Rows from a point labeling set:
******
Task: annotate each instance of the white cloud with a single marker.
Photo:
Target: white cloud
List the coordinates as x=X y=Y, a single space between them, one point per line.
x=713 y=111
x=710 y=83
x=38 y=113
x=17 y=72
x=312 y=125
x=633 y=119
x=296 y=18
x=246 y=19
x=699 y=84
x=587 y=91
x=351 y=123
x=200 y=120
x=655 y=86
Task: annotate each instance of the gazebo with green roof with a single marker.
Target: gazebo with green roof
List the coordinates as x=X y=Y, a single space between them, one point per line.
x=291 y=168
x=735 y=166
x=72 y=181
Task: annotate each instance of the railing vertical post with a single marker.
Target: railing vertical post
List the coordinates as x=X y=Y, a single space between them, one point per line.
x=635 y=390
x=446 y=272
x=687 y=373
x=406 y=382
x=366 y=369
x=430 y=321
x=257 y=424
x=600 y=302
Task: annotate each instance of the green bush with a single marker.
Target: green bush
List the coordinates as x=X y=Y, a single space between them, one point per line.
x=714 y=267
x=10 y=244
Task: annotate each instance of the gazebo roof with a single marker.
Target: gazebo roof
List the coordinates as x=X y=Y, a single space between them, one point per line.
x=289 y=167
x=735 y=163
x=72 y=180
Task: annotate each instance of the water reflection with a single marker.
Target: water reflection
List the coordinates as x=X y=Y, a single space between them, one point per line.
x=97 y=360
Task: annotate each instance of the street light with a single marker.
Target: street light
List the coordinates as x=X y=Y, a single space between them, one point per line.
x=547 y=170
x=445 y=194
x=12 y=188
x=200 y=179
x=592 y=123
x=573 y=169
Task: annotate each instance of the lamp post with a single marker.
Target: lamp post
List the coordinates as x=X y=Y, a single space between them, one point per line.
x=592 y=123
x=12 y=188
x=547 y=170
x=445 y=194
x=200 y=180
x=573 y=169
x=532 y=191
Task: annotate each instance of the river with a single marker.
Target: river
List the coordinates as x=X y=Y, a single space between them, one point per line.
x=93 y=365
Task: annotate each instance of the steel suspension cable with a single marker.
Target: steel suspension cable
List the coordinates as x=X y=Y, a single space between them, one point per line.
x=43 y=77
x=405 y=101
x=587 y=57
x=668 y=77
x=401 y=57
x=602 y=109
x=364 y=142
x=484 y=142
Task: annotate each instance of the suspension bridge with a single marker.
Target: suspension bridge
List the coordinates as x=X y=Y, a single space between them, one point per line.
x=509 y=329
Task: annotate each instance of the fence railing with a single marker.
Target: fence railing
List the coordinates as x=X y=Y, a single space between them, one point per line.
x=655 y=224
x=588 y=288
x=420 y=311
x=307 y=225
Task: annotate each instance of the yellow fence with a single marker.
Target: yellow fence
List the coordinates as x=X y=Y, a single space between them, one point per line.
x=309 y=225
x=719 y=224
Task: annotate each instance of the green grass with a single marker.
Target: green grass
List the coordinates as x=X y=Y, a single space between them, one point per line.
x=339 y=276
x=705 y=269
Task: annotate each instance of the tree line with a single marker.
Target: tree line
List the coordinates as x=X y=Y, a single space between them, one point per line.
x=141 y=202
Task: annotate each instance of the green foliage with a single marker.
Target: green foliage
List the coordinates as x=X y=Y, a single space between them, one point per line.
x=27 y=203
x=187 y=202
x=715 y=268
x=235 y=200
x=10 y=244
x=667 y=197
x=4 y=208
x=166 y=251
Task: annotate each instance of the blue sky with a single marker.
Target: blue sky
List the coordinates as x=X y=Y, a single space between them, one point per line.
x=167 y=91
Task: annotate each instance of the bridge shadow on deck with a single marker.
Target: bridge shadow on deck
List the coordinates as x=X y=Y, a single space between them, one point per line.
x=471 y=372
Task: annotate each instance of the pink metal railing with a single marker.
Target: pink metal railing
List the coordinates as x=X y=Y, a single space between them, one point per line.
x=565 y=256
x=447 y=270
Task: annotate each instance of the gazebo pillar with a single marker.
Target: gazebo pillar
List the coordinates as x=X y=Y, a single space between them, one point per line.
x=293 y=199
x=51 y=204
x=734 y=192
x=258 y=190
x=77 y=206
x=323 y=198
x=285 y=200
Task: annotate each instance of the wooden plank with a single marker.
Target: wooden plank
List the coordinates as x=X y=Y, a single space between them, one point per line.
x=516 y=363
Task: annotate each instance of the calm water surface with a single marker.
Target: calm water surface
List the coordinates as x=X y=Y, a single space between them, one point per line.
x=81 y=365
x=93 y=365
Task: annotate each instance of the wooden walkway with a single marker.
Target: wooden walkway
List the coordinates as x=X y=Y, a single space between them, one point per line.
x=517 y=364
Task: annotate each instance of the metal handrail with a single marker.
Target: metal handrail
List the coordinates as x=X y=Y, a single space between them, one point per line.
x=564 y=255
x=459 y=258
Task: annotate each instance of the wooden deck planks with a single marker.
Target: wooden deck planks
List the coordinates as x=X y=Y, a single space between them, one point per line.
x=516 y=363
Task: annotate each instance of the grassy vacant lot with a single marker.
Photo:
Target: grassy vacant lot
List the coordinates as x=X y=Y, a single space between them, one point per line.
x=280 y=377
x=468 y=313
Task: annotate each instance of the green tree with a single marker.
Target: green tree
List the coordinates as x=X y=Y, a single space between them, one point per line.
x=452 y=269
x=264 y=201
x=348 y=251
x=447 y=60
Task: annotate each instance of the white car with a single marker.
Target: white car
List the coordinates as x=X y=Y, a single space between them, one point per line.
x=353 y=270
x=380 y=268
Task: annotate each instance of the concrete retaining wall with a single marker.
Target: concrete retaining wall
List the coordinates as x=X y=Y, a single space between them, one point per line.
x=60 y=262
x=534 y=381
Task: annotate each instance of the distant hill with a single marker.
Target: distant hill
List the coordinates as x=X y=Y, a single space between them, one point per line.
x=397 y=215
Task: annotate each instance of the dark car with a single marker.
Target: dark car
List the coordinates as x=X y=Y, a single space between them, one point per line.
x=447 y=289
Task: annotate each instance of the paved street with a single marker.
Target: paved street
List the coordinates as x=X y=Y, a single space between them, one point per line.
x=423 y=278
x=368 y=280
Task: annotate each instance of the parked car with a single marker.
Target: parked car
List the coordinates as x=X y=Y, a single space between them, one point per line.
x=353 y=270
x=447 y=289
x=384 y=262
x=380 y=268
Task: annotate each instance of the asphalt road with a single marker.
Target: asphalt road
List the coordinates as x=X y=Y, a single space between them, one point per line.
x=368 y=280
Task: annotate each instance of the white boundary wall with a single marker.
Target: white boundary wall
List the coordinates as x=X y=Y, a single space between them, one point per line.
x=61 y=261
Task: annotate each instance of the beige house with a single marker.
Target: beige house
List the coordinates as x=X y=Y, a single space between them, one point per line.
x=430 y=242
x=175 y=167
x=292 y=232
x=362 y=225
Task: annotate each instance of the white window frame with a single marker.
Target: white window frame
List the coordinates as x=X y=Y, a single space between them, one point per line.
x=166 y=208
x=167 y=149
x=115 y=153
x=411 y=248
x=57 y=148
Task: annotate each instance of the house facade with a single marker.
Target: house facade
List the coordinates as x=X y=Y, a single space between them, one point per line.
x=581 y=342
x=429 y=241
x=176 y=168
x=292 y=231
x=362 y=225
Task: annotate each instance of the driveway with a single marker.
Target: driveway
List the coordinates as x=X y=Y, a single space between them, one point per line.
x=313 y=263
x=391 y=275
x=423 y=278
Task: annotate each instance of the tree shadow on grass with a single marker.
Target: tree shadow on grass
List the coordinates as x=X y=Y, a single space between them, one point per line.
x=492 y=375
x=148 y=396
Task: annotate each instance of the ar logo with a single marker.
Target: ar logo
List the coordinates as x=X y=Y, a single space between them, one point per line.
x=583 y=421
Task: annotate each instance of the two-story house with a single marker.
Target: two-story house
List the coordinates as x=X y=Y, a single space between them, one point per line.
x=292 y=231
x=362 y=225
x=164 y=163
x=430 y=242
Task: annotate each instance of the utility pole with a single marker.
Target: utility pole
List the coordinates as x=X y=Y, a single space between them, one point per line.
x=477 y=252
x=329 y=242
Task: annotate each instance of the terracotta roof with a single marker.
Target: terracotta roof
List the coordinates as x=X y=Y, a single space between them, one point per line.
******
* _WHAT THE EXERCISE ASKS_: Please echo the rows above, from the first line up to and including the line with "x=600 y=302".

* _FINISHED TASK_:
Task: annotate each instance of the white cloud with a single marker.
Photo:
Target: white cloud
List the coordinates as x=X y=Y, a single space between them, one point per line.
x=713 y=111
x=710 y=83
x=38 y=113
x=17 y=72
x=312 y=125
x=633 y=119
x=296 y=18
x=246 y=19
x=699 y=84
x=587 y=91
x=351 y=123
x=200 y=120
x=655 y=86
Task: annotate each instance of the gazebo with green roof with a single marker.
Target: gazebo with green roof
List the coordinates as x=X y=Y, a single space between them, one point per line.
x=291 y=168
x=735 y=166
x=72 y=181
Task: annotate each instance of the railing vertical post with a single marker.
Target: railing vertical post
List the coordinates as x=X y=Y, a single space between them, one point per line.
x=635 y=390
x=446 y=272
x=687 y=373
x=406 y=382
x=366 y=369
x=430 y=321
x=257 y=424
x=600 y=302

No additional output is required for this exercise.